• Jobs
[a] Answer these questions using the article on political theatre, with each question on its own line:
(i) What is the title of the piece by David Lister, and what date does it carry?
(ii) Which new play by David Edgar is the writer of the article rehearsing?
(iii) Which issues does the article place on the cusp of the personal and the political?
[b] In the article on political theatre, list every writer named after the words "I'm not sure how writers such as".
[c] Proceed with the article on political theatre, continuing from its last sentence.

ARTS / Right of reply: Michael Attenborough of the RSC says that David Lister's 'obituary' for political theatre is premature
JOURNALISTS regularly feel the need to compose obituaries for political theatre - a wearisome tradition honoured in David Lister's 'PC or not PC' (14 September). I suspect Lister was reared, as I was, on the state-of-nation plays of the Seventies and early Eighties - political in the sense of David Hare's recent trilogy at the National Theatre. You could argue that Hare's plays are the exceptions that prove the rule, but I'm not sure how writers such as Howard Brenton, David Edgar, Peter Flannery and Doug Lucie would feel about such a generalisation. And I am even now in rehearsal for Pentecost, a new play by David Edgar - a clear example of a contemporary writer confronting, on a broad canvas, burning political and cultural issues facing Europe in the post-Communist Nineties.
I think David Lister is toying with a misleading half-truth and would tend to agree with Stephen Daldry when he says that politics and the political play are being redefined. Issues on the cusp of the personal and the political - sexuality, gender, violence, race - are now demanding more immediate attention than the crude battle between right and left. Correspondingly, form and setting have shifted, too.

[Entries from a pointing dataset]
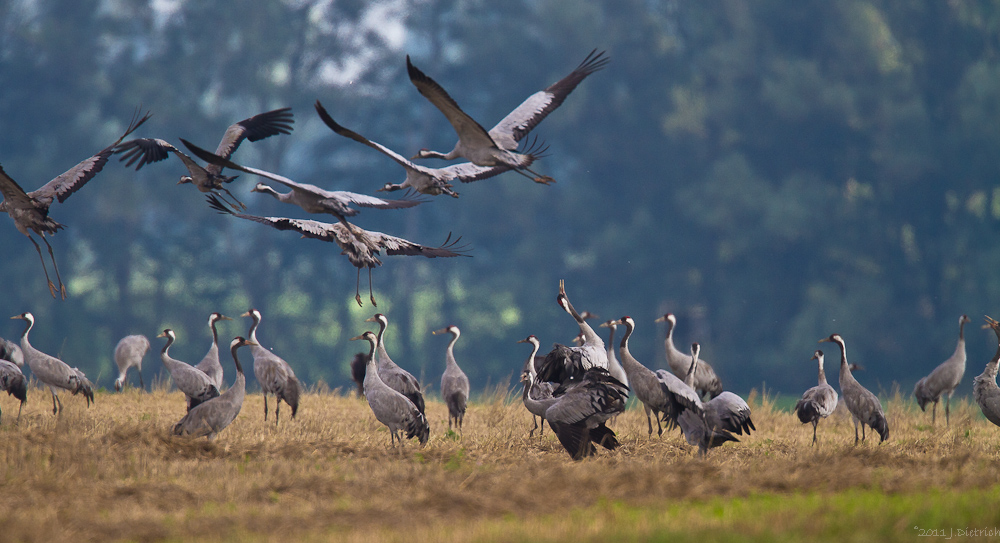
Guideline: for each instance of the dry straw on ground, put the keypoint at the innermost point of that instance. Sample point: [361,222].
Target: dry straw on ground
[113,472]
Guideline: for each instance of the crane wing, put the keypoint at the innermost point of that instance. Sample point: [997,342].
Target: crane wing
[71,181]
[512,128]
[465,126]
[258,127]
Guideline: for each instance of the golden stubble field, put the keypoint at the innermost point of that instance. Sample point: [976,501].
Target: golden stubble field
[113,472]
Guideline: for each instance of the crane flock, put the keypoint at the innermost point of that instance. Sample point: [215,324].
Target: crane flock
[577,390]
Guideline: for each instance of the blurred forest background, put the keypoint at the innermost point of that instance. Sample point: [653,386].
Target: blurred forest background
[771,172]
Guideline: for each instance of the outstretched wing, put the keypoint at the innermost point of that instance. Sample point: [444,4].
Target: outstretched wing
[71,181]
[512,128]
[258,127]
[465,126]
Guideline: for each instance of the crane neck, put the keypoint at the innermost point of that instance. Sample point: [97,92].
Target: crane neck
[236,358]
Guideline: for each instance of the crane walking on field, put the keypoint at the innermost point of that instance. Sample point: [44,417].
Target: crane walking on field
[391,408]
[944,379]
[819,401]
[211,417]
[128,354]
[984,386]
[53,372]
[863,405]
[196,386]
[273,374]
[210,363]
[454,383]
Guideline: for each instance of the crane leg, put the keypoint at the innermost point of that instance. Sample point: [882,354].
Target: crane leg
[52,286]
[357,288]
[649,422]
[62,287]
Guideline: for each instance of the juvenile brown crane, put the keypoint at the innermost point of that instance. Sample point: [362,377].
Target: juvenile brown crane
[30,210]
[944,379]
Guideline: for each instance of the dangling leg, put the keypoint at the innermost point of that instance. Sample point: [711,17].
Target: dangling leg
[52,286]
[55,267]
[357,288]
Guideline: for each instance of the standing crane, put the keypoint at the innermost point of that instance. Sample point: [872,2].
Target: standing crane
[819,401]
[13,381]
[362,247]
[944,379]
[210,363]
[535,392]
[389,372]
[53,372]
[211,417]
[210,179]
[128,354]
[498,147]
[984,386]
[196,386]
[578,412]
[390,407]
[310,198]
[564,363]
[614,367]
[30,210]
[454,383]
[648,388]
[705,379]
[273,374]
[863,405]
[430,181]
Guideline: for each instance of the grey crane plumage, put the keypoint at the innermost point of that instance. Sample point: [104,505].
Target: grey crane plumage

• Per-task outputs
[a]
(i) 'PC or not PC', dated 14 September.
(ii) Pentecost.
(iii) Sexuality, gender, violence and race.

[b] Howard Brenton, David Edgar, Peter Flannery, Doug Lucie

[c]
The work-place play, so evident in the Seventies, is now a rarity; it was a genre in which the relationship between shopfloor and management could readily be explored. But I'm unconvinced that those writers set out to be 'political', as such, any more than Brad Fraser aspires to be 'non-political'. Most playwrights, in their various different ways, confront the challenge of relating personal experience to a broader context, the private to the public. You can see that in many of the new plays the RSC has done in the last few years - Peter Whelan's A Bright and Bold Design, Richard Nelson's Misha's Party, and most recently Anne Devlin's After Easter, which relates an Irish woman's quest for her own identity to the cultural and political context into which she was born.
As for David Lister's claim that the Troubles in Northern Ireland have produced no classic drama - classic is a loaded word. It takes a while for a work to acquire classic status. And how does one pinpoint what the Troubles have directly produced? I suspect that in years to come plays by writers such as Devlin, Frank McGuinness, Ron Hutchinson, Brian Friel and Stewart Parker will firmly refute such a claim.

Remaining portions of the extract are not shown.